*WHAT TO PRODUCE*. Rewrite the entries below, swapping every "pointer" for "marker" and changing nothing else.

>>

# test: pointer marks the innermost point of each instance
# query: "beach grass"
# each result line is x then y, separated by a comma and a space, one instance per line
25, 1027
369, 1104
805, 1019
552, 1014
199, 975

<<

*FULL ANSWER*.
# test: marker marks the innermost point of each instance
# query: "beach grass"
# each result line is x then y, separated by a comma and a space, one instance per line
25, 1027
369, 1104
805, 1019
552, 1014
199, 975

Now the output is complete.